Collected data entries
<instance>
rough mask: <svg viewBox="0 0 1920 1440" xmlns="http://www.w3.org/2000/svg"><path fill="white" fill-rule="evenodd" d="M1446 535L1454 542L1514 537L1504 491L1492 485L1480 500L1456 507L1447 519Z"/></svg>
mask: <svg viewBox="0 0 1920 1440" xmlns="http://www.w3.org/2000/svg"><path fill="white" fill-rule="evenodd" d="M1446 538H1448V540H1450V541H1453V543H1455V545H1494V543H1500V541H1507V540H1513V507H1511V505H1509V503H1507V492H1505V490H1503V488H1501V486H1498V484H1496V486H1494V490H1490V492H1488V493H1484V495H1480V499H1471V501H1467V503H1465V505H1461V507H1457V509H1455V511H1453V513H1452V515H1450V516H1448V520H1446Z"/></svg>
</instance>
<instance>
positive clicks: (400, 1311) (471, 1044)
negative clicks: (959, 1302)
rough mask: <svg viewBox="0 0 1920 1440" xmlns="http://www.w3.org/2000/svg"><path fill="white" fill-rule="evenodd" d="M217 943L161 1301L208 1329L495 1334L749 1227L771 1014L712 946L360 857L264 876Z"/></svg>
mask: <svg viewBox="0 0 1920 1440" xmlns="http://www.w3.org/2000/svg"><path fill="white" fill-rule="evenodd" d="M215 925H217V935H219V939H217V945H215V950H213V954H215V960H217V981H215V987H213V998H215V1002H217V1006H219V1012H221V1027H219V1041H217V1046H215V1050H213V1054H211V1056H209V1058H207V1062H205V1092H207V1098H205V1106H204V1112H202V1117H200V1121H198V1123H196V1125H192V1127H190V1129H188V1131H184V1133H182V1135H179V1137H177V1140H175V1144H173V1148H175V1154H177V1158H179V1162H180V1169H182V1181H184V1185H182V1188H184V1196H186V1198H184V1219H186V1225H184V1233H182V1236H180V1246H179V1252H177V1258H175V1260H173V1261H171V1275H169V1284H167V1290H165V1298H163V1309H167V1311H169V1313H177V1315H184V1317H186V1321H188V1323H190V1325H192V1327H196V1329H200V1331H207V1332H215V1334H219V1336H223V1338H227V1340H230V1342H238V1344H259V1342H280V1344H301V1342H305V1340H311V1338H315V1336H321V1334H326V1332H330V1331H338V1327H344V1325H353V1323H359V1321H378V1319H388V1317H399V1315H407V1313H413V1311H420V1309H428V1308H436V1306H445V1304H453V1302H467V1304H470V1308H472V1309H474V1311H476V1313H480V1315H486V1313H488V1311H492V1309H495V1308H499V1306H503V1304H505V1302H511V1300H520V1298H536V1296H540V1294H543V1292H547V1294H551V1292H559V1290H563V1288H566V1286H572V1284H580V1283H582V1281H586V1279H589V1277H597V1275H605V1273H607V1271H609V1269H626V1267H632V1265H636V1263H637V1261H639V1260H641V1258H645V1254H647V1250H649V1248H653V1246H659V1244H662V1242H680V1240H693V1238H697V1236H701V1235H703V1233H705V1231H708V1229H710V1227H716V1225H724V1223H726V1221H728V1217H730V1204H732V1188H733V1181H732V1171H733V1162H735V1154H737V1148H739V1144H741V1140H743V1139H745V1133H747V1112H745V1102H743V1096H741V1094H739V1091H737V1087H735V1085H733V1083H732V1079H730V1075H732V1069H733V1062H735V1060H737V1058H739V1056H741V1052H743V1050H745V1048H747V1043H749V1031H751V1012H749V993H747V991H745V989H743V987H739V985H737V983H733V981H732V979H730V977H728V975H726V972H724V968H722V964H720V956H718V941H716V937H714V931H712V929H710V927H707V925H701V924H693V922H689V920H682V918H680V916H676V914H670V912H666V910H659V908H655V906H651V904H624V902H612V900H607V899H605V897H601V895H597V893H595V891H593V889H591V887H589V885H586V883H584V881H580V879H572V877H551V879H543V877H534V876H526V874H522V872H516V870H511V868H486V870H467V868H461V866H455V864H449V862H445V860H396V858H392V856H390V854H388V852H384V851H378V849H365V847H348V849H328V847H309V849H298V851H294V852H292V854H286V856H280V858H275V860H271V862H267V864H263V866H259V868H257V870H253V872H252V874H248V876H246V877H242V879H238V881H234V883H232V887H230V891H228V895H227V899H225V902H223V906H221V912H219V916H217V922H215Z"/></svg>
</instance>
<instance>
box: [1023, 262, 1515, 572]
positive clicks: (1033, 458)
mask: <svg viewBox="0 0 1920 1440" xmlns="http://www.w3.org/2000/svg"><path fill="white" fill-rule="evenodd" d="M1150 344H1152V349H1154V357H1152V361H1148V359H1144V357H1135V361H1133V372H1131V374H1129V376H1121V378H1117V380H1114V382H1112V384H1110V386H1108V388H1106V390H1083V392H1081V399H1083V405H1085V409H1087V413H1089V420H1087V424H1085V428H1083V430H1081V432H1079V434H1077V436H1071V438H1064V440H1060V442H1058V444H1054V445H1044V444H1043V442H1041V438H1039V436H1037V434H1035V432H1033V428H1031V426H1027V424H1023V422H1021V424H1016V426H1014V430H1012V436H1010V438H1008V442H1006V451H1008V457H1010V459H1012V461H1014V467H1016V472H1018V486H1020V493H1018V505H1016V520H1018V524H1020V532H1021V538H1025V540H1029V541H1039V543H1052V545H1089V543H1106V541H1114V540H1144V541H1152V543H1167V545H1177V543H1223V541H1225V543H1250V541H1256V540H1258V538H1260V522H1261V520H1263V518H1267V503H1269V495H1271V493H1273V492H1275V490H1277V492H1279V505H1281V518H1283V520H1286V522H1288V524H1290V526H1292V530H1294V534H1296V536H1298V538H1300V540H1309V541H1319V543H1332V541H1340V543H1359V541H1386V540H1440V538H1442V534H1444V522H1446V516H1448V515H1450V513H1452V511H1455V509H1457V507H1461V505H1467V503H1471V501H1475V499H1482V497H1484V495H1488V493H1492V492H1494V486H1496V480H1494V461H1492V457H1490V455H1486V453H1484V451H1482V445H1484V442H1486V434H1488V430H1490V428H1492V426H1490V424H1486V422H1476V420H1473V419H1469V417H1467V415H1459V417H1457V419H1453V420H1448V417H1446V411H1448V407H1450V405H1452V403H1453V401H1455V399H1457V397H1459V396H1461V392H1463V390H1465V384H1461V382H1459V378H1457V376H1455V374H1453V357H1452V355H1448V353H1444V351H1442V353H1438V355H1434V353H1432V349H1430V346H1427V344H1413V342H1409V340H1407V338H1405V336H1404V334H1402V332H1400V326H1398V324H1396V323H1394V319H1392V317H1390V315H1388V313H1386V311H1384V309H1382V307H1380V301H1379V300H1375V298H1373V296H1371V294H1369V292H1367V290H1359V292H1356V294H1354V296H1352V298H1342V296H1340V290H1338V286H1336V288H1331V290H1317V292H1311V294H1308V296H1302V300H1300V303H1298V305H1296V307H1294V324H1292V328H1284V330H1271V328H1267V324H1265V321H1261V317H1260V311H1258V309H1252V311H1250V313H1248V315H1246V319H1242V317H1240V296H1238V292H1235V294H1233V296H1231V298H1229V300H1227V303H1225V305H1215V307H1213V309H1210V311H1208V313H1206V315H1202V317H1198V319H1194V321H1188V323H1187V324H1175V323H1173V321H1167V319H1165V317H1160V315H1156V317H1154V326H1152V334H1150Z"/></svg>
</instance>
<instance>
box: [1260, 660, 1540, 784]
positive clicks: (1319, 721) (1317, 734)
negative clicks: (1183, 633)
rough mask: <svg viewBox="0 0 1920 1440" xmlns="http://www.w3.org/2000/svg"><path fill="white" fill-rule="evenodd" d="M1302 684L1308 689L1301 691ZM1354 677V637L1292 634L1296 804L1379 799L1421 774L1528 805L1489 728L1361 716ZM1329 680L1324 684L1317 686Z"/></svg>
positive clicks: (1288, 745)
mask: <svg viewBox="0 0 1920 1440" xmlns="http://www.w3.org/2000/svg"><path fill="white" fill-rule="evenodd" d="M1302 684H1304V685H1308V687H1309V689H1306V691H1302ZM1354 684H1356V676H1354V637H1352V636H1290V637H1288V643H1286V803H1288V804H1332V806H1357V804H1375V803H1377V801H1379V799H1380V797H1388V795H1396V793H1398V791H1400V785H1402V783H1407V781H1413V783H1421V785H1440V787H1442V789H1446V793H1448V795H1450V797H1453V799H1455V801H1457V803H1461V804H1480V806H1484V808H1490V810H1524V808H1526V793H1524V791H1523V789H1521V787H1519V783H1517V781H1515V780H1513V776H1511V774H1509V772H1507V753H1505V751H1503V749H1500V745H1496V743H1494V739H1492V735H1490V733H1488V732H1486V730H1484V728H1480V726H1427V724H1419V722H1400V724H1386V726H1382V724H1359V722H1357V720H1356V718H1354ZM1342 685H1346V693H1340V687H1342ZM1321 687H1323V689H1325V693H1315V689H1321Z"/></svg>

* _INSTRUCTIONS TO FOLLOW_
Determine which lines above include the word "negative", and report those lines in full.

* _THE COMPLETED TASK_
negative clicks: (959, 1302)
negative clicks: (1183, 633)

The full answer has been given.